>> Start QUOTED PASSAGE
- Theatrical release poster
- Directed by: Joel Calero
- Written by: Joel Calero
- Produced by: Joel Calero Carolina Herrera
- Starring: Emanuel Soriano
- Cinematography: Rodrigo Llano
- Edited by: Roberto Benavides
- Production companies: Bhakti Films Factoría Sur Producciones
- Release dates: August 10, 2024 (Lima); September 17, 2026 (Peru);
- Running time: 94 minutes
- Countries: Peru Colombia
- Languages: Spanish Quechua

= Family Album (2024 Peruvian film) =

Family Album (Spanish: Álbum de familia) is a 2024 drama film written, co-produced and directed by Joel Calero. Starring Emanuel Soriano accompanied by Camila Ferrer, María Fernanda Valera, Natalia Torres Vilar and Lucho Cáceres. It is the third and final installment of Calero's memory trilogy, following One Last Afternoon (2016) and The Most Feared Skin (2023).
>> End QUOTED PASSAGE
>> Start RECORD LIST
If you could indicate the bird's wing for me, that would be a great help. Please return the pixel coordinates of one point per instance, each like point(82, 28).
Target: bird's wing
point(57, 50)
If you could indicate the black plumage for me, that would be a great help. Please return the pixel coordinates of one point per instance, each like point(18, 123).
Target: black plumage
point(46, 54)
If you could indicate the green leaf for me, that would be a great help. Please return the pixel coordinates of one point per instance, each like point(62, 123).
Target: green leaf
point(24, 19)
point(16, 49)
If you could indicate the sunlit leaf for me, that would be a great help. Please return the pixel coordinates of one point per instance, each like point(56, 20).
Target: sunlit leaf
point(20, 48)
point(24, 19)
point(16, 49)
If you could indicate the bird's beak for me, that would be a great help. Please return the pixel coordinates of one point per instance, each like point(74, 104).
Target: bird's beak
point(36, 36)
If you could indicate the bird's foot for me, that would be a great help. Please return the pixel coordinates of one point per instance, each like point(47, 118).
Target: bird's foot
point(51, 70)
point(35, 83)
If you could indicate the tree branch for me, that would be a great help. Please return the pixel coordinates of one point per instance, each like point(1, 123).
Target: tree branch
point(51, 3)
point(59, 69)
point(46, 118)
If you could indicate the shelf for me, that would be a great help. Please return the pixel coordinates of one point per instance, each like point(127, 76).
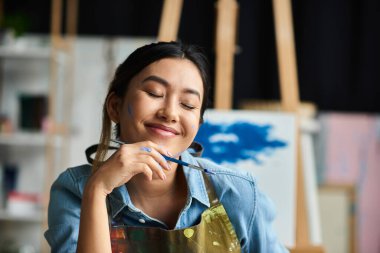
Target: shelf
point(37, 139)
point(22, 53)
point(27, 217)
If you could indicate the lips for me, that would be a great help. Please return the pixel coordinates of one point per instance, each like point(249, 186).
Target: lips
point(161, 129)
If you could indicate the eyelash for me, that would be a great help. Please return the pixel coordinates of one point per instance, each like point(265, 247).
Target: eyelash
point(186, 106)
point(154, 95)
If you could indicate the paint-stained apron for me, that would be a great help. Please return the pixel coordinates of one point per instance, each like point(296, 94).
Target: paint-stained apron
point(214, 233)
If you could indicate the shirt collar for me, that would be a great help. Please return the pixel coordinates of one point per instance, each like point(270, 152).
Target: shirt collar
point(119, 198)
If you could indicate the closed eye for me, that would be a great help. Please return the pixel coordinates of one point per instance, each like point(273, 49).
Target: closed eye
point(151, 94)
point(188, 107)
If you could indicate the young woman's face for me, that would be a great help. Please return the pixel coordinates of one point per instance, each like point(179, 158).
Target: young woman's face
point(163, 105)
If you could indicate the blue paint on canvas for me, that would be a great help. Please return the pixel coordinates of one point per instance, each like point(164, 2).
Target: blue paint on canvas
point(237, 141)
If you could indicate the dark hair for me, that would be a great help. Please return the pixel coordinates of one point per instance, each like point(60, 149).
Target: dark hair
point(136, 62)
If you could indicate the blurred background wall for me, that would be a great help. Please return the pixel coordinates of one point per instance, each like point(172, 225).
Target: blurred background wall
point(336, 43)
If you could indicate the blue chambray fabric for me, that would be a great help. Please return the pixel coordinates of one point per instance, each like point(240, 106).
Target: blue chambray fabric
point(250, 211)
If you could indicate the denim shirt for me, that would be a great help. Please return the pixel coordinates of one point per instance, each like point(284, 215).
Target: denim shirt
point(250, 211)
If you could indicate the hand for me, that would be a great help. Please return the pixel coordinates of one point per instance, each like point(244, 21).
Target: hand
point(128, 161)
>> End RECORD LIST
## WORK INSTRUCTIONS
a - Check each statement against the Family Album film entry and answer yes or no, quoting the words from the entry that decide it: (i) The film runs 94 minutes. (ii) The film's languages are Spanish and Portuguese. (iii) The film is the second installment of Calero's memory trilogy.
b - According to the Family Album film entry, who handled the cinematography?
c - From the Family Album film entry, copy everything from "Family Album (Spanish: Álbum" down to "Feared Skin (2023).".
The records play no part in this work.

## EXPECTED RESPONSES
a -
(i) Yes: "Running time: 94 minutes"
(ii) No: "Languages: Spanish Quechua"
(iii) No: "It is the third and final installment of Calero's memory trilogy"

b - Rodrigo Llano.

c -
Family Album (Spanish: Álbum de familia) is a 2024 drama film written, co-produced and directed by Joel Calero. Starring Emanuel Soriano accompanied by Camila Ferrer, María Fernanda Valera, Natalia Torres Vilar and Lucho Cáceres. It is the third and final installment of Calero's memory trilogy, following One Last Afternoon (2016) and The Most Feared Skin (2023).